Why Is It Harder to Rotate A Rod with a Mass in the Center?

[sagebum]

Homework Statement

Which is harder to rotate?
A rod with a mass (m1) in the center, or a rod with two masses (m2)at the ends.
Assume mass m1 = 2*m2, so the total masses of rod+masses are equal.
I am rotating the masses at the center.

My professor said that the one with the mass in the center is harder to rotate, but I don't understand how he explained it. I actually thought the one with the mass in the center was easier to rotate.

Can someone explain why the one with the mass in the center is harder to rotate?
Is it because if we were to rotate each to the same angular velocity, it would take more work to get the first rod to that angular velocity?

Relevant equations.
I think I'd use Kr = I $$\omega^{2}$$
and if they go up to the same angular velocities, it requires more work?
It doesn't seem right, because if the I of the first rod is lower, so the Kr would be lower, so that means the work required to get it to that speed was lower?
I don't see why the one with the mass in the center is easier to rotate.

 

[mjsd]

assuming that you are rotating about an axis that goes thru the center then it would harder to rotate the m2 case because it has larger moment of inertia. unless i have misunderstood the setup.

Written task 1: In the rod rotation thread, which case does the reply say is harder to rotate, and for what reason?
Written task 2: Reproduce a passage from the rod rotation thread, starting at the words "My professor said" and stopping after "Relevant equations.".

Provided information:

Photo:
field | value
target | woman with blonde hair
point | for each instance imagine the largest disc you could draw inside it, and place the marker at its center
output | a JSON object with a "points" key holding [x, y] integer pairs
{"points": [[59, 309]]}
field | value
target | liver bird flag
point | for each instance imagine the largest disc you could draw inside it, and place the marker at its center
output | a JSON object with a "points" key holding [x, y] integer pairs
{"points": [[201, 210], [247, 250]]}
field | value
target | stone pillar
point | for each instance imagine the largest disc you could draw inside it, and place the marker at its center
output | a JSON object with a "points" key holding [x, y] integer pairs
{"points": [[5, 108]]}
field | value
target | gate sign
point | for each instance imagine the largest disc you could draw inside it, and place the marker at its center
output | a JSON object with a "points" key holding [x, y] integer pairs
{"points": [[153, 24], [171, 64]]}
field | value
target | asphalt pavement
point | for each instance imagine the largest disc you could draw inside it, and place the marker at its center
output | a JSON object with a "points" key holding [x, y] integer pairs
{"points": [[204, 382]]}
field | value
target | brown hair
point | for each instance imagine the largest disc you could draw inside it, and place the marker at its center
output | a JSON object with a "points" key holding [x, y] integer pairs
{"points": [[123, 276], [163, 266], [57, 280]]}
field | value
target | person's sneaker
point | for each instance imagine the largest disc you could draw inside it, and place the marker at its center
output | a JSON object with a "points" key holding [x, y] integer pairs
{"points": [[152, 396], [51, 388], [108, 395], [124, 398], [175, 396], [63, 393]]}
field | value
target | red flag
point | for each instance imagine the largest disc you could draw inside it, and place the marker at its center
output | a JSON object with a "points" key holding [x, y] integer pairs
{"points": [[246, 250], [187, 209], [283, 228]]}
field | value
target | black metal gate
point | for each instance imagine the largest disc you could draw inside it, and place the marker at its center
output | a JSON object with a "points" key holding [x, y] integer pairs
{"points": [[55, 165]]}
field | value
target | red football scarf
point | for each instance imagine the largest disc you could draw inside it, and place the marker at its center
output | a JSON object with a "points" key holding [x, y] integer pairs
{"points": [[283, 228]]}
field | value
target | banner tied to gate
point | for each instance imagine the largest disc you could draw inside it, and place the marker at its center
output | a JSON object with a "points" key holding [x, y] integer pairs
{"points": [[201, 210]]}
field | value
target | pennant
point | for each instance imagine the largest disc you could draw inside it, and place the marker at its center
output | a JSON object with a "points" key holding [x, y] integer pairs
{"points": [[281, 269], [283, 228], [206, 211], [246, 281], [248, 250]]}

Solution 1: The reply says the m2 case is harder to rotate because it has a larger moment of inertia.

Solution 2:
My professor said that the one with the mass in the center is harder to rotate, but I don't understand how he explained it. I actually thought the one with the mass in the center was easier to rotate.

Can someone explain why the one with the mass in the center is harder to rotate?
Is it because if we were to rotate each to the same angular velocity, it would take more work to get the first rod to that angular velocity?

Relevant equations.